# CHALLENGE
Locate the line that contains "the coastline, which" in the entries below. Retype it and all following lines through the final one, character for character.

# GIVEN RECORDS
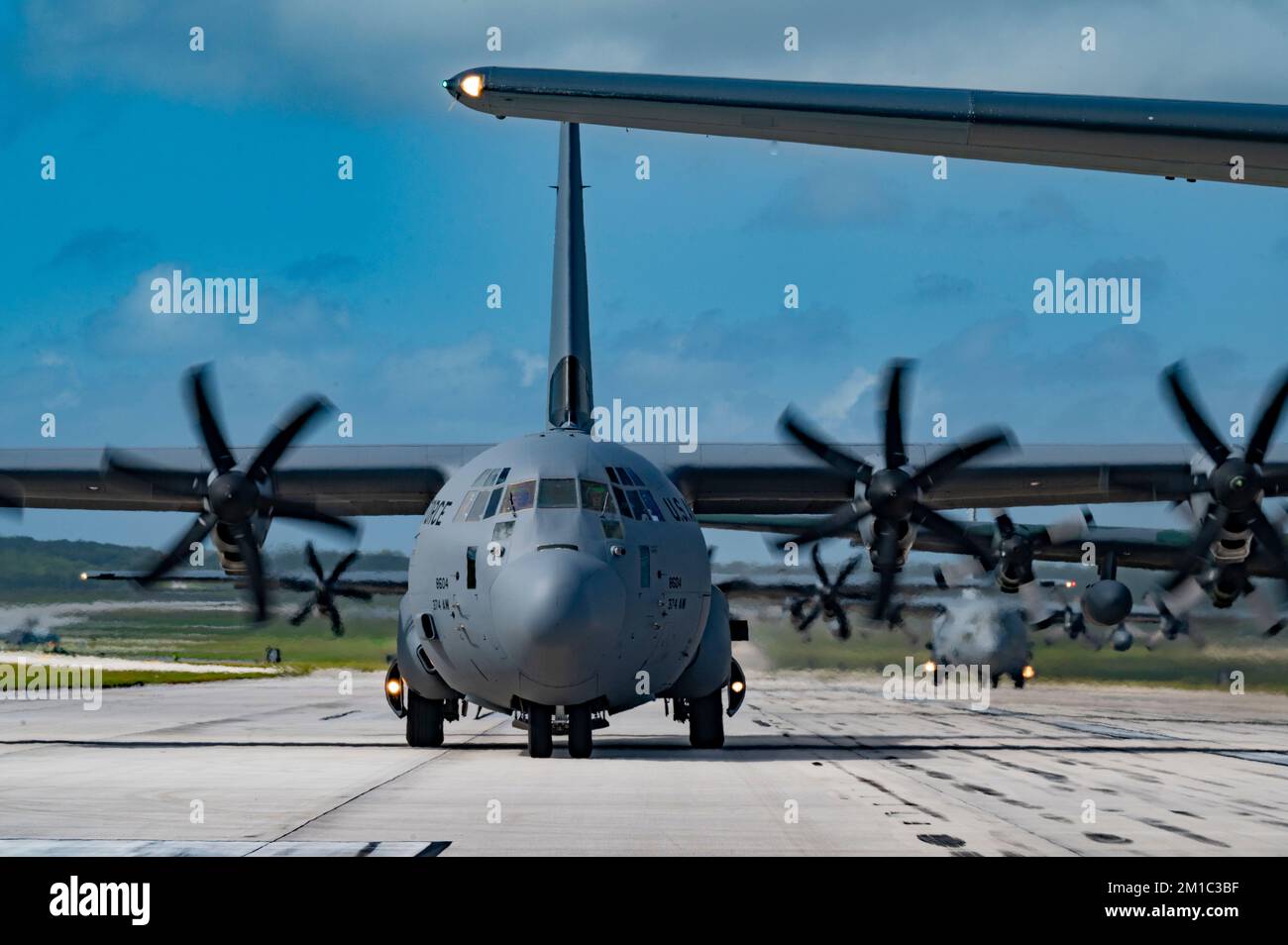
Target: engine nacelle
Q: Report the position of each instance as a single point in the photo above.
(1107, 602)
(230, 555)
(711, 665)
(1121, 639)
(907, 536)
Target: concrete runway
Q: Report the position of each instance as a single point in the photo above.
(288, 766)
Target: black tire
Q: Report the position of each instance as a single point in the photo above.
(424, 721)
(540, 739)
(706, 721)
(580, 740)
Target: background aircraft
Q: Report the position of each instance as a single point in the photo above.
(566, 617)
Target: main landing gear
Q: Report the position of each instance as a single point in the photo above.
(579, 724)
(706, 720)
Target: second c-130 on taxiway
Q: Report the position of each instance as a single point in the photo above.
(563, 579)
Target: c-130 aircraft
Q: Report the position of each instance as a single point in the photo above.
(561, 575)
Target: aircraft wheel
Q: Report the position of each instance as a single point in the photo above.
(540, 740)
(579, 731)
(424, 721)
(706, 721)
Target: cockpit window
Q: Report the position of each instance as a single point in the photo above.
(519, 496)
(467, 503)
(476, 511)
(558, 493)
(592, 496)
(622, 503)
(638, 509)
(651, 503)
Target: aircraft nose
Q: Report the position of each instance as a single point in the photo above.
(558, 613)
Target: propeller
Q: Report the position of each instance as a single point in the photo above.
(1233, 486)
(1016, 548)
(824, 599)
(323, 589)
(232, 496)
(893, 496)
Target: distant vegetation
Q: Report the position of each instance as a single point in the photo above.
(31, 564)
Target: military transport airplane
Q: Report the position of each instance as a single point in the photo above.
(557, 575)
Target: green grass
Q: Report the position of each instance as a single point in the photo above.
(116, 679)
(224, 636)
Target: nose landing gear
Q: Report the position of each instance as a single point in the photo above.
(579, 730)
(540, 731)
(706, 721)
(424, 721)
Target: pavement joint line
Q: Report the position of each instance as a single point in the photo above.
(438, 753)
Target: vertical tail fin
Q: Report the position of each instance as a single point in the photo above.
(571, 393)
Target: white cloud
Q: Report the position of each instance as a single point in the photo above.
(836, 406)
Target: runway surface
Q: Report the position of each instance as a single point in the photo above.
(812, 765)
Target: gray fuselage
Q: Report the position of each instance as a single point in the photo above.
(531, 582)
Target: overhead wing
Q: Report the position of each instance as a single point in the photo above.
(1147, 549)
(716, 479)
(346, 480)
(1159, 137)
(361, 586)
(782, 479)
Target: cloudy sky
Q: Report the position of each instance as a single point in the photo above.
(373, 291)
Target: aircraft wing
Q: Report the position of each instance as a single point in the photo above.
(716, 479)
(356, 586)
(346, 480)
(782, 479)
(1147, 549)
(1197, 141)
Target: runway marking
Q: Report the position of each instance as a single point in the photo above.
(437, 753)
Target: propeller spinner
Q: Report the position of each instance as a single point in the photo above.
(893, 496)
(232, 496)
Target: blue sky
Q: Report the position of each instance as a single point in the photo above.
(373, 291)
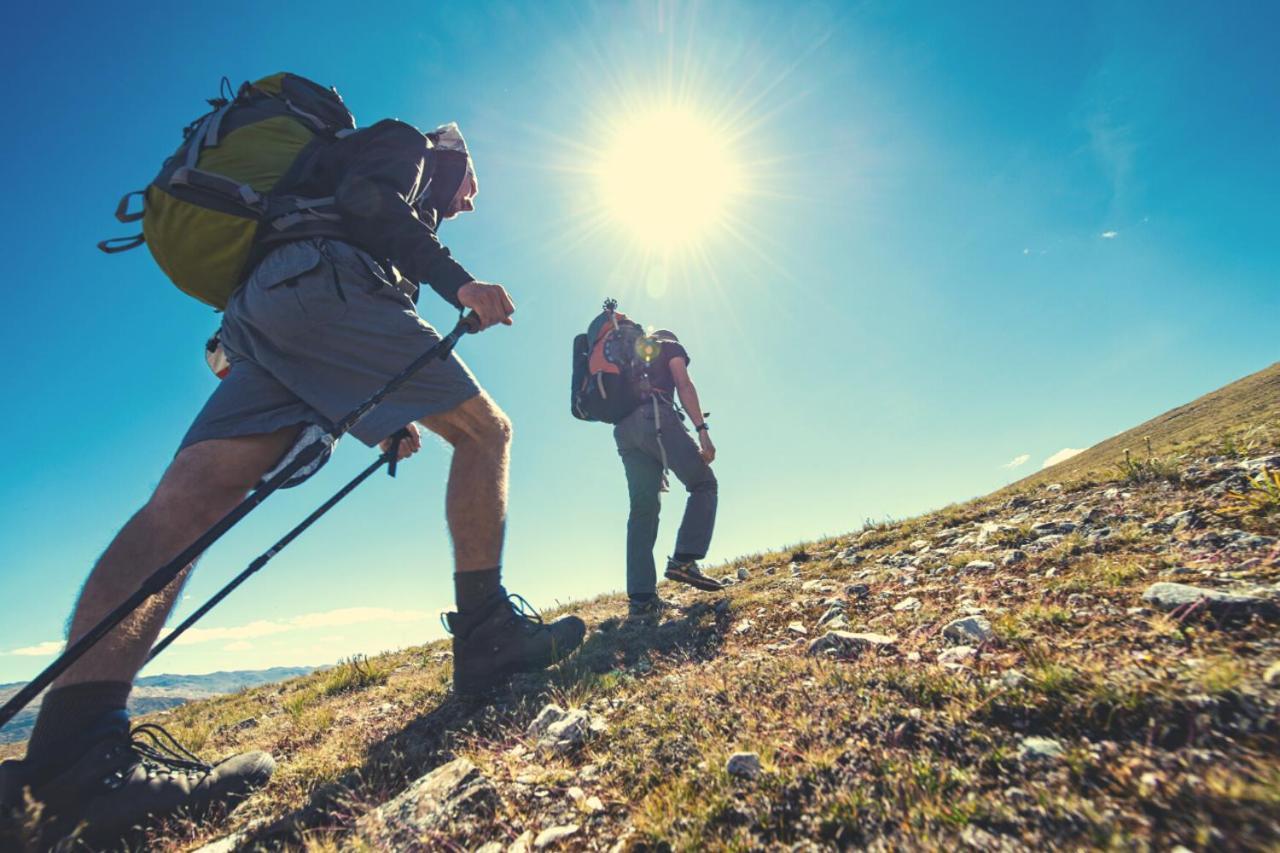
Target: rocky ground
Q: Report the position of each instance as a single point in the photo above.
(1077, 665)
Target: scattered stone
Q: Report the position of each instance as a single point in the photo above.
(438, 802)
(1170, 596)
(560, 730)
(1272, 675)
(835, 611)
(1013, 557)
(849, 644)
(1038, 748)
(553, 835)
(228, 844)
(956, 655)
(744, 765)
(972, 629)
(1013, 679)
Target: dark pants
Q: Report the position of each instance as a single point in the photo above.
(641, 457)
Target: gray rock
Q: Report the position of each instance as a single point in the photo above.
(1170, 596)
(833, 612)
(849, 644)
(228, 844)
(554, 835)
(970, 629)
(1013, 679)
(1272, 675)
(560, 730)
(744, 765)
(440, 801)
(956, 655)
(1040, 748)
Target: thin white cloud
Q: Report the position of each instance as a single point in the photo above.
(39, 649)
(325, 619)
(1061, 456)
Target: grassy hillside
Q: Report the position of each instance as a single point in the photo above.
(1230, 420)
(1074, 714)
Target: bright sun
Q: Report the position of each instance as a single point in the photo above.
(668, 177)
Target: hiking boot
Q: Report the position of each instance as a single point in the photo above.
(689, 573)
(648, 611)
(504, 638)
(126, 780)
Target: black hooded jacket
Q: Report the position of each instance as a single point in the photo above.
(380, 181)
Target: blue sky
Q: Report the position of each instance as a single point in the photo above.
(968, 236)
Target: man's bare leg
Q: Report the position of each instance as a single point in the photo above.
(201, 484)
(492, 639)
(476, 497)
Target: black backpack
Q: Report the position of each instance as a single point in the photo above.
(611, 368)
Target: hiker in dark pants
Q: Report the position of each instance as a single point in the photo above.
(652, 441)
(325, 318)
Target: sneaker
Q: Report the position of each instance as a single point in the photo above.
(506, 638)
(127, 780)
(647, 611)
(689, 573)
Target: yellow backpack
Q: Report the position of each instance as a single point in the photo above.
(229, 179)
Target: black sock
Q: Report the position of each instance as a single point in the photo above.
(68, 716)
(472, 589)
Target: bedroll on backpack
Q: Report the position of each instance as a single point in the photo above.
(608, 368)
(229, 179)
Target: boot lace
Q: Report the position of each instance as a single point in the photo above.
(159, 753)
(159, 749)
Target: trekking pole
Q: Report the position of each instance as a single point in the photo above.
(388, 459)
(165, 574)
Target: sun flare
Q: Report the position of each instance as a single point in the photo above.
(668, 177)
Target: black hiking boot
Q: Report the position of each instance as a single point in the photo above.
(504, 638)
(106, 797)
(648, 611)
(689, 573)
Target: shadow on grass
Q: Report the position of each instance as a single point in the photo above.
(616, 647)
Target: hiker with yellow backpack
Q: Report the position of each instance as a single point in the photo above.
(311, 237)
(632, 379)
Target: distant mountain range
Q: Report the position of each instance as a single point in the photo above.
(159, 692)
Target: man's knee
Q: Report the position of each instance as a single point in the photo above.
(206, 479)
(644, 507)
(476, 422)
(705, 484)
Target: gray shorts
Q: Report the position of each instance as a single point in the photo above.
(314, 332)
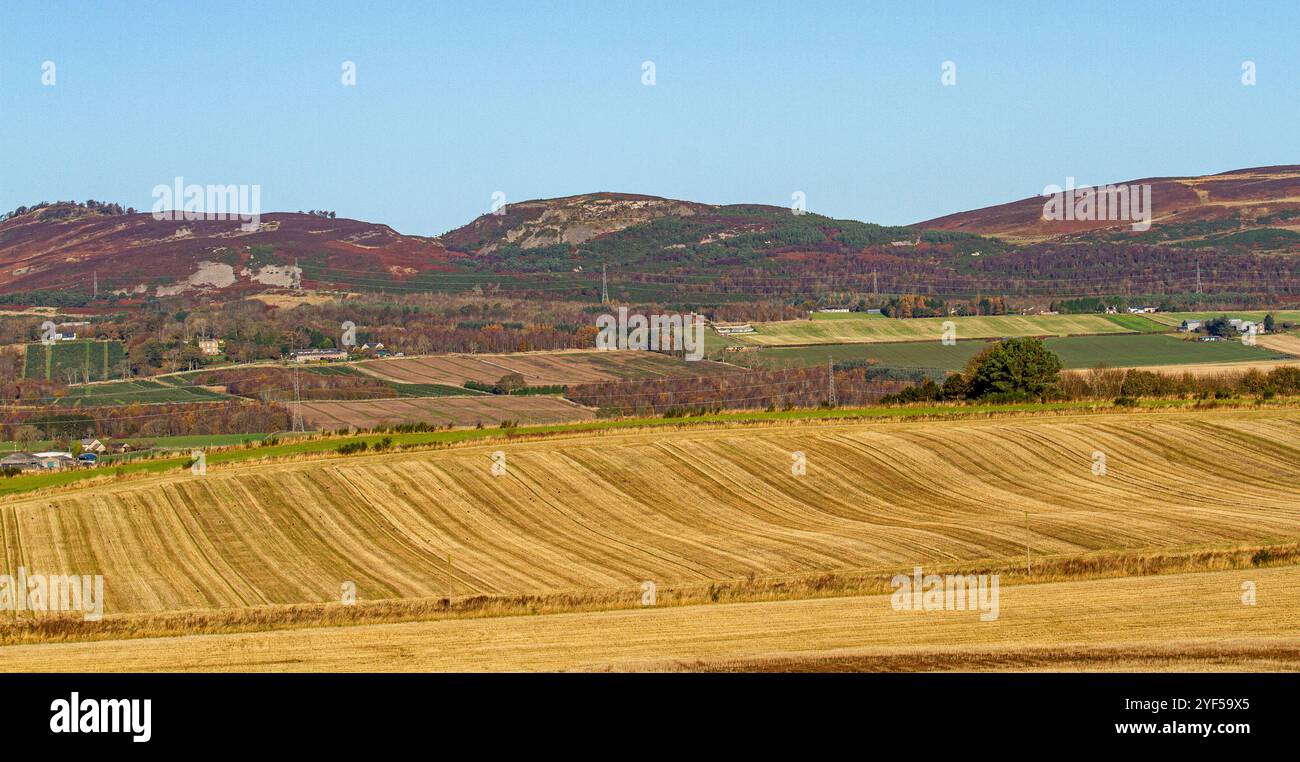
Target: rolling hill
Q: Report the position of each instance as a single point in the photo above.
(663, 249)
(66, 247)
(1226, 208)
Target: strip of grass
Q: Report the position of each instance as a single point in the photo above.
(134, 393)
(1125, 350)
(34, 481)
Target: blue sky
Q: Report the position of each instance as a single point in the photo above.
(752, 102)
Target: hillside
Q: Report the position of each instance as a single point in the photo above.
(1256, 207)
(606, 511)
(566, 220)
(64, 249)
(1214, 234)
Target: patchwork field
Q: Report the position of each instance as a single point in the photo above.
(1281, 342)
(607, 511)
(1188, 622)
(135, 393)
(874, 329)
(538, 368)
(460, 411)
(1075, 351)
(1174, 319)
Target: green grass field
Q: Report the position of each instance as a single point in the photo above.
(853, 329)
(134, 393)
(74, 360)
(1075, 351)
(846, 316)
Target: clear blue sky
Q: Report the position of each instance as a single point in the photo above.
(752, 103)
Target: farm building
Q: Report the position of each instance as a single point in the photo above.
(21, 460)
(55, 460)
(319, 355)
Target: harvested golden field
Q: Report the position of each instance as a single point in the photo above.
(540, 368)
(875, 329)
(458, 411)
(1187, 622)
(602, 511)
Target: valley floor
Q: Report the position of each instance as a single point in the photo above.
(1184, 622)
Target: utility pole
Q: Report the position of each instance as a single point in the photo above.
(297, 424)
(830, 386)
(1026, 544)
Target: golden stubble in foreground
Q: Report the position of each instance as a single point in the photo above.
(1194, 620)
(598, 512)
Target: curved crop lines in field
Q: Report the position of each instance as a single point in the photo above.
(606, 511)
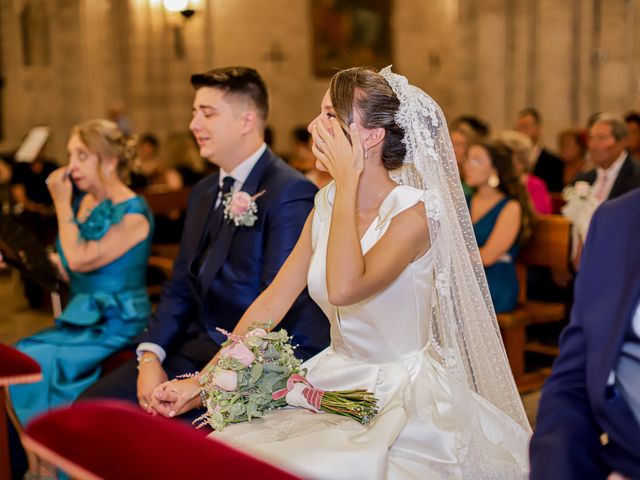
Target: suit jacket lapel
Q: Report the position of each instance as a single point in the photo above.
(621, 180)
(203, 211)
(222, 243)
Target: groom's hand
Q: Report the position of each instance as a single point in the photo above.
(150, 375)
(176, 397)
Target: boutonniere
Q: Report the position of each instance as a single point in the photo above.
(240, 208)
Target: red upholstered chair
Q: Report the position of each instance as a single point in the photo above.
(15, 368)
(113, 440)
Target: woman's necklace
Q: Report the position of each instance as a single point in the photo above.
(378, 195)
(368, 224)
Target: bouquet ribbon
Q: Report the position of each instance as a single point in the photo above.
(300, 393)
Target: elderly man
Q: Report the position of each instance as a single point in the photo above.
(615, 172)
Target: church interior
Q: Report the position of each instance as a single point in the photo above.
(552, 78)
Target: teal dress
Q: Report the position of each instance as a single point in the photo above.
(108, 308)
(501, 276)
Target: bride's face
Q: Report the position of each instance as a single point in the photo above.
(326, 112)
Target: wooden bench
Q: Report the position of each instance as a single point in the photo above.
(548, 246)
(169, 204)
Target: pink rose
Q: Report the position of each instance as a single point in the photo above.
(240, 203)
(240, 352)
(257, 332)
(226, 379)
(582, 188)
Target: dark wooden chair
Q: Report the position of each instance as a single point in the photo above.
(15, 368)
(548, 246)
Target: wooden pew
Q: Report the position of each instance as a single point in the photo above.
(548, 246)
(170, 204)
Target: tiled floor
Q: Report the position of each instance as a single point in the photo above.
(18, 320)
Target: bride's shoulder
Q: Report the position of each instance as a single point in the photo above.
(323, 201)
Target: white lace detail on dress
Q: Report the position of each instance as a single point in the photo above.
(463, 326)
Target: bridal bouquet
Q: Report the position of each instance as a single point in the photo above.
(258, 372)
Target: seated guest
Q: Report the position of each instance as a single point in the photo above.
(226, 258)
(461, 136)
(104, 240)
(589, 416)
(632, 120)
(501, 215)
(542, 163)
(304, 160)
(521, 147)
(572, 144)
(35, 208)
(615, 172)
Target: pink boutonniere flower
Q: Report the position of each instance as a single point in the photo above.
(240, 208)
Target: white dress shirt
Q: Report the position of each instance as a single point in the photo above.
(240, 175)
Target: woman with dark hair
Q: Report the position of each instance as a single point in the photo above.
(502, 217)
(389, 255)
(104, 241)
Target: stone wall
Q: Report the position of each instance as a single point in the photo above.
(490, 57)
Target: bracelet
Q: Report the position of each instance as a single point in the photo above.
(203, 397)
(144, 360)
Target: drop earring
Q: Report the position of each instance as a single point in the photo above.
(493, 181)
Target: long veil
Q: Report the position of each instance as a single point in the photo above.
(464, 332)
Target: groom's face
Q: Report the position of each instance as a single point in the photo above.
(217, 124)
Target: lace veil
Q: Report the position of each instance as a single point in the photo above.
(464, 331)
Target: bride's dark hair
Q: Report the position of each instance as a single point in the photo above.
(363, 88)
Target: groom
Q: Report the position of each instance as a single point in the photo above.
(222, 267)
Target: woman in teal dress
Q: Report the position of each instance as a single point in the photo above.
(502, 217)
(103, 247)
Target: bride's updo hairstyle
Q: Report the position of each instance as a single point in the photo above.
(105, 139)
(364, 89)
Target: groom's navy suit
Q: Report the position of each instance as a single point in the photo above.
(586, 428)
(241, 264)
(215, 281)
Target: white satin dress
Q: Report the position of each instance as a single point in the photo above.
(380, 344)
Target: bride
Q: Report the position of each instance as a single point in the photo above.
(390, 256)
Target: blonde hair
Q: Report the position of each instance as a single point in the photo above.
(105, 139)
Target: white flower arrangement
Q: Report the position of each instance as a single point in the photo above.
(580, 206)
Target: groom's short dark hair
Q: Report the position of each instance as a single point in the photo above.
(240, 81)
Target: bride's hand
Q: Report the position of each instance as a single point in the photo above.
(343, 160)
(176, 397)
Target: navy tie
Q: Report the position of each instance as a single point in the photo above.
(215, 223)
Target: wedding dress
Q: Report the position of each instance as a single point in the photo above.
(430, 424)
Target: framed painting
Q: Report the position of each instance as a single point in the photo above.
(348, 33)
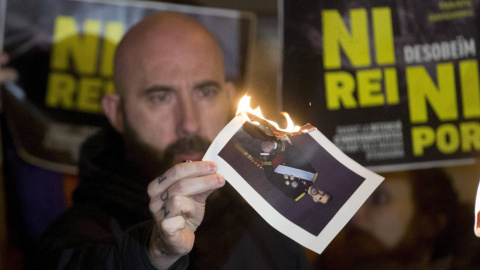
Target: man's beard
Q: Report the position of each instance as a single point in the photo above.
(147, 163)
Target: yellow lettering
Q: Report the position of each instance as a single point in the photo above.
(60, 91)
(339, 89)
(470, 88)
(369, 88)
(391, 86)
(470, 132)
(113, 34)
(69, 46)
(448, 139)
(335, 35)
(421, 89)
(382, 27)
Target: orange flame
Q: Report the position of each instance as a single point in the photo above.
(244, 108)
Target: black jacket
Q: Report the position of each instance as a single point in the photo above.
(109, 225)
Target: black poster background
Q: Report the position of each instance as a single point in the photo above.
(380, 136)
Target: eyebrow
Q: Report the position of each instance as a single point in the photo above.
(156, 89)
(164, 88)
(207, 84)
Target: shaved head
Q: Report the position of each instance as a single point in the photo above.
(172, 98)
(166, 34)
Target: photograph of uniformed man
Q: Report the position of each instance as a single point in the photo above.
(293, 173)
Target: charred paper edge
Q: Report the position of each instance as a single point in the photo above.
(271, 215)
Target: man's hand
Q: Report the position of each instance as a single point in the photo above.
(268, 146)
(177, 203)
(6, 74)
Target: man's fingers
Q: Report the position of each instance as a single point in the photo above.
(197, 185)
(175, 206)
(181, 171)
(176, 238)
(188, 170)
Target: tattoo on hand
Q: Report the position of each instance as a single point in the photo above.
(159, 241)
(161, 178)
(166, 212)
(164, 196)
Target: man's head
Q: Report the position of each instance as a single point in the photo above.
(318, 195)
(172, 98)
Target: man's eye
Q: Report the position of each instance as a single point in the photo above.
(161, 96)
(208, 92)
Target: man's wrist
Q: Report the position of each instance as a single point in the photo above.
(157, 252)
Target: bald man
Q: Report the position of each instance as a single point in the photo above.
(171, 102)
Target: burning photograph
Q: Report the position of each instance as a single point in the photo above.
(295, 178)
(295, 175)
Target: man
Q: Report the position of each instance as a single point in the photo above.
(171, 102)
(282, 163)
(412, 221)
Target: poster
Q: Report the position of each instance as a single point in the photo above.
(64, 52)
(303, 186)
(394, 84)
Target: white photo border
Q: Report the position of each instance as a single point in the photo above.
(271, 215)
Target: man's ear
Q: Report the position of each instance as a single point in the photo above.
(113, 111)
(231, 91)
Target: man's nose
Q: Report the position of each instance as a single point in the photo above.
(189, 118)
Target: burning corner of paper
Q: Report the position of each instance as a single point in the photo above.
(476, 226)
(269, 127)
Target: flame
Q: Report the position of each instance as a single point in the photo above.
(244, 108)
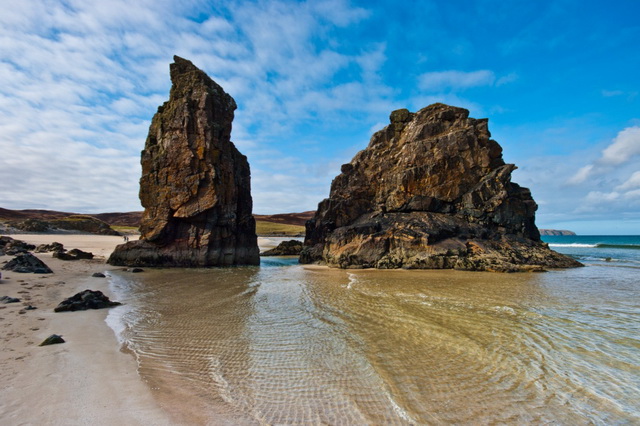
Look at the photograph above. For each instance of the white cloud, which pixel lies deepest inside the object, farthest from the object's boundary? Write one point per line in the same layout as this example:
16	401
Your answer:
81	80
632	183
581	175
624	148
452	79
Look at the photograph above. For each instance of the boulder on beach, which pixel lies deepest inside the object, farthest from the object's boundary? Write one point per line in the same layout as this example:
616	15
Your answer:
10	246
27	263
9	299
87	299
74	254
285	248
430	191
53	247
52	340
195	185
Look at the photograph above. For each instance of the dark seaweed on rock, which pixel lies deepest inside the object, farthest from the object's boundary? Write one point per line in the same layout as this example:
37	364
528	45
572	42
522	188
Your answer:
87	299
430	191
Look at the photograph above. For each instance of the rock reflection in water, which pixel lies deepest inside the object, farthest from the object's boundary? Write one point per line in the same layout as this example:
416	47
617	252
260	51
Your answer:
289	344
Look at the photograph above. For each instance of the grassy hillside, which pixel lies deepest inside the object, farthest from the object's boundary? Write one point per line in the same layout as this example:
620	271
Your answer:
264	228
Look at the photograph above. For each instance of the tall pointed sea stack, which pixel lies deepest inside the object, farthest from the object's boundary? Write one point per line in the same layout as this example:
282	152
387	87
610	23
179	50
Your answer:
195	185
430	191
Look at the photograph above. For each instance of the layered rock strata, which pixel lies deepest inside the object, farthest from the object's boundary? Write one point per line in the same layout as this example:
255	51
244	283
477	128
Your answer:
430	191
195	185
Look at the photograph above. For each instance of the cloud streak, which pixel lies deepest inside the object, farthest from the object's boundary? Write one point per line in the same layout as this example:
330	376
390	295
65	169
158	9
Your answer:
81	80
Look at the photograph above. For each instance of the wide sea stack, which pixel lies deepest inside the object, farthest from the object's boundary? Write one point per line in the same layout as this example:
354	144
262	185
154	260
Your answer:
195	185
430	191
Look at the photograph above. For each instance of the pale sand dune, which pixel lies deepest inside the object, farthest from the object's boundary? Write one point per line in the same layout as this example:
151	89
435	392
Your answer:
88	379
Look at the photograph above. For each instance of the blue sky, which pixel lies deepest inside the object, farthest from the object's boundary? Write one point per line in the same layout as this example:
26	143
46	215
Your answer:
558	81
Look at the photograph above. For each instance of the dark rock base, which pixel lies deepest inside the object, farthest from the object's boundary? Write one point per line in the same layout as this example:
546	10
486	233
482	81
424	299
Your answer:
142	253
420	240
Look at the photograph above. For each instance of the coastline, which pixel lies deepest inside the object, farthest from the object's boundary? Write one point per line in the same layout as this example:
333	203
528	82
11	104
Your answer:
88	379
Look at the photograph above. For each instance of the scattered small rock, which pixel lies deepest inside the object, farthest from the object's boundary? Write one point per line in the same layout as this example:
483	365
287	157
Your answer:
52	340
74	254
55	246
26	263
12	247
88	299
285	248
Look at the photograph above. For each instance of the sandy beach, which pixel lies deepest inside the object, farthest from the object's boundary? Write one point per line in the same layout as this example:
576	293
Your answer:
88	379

# RESULT
Look at the photograph above. For each instance of the coastline, which pixel lies deepest inside the object, farthest from the object's boundary? Write one point per line in the same layout as this example:
333	203
528	82
11	104
Your answer:
88	379
Look at the photograph above. For each instance of the scattered small rock, which pixel lies deepest inside the object, farthest from the object's boundary? Write one point per line in the same layout as this example:
483	365
287	157
Your answer:
52	340
74	254
55	246
26	263
12	247
88	299
285	248
Look at the photograph above. For each instance of the sandy beach, which pixel lies deepest inside the object, farthest from the object's boundary? Write one point per line in the same layout as this example:
576	293
Your answer:
88	379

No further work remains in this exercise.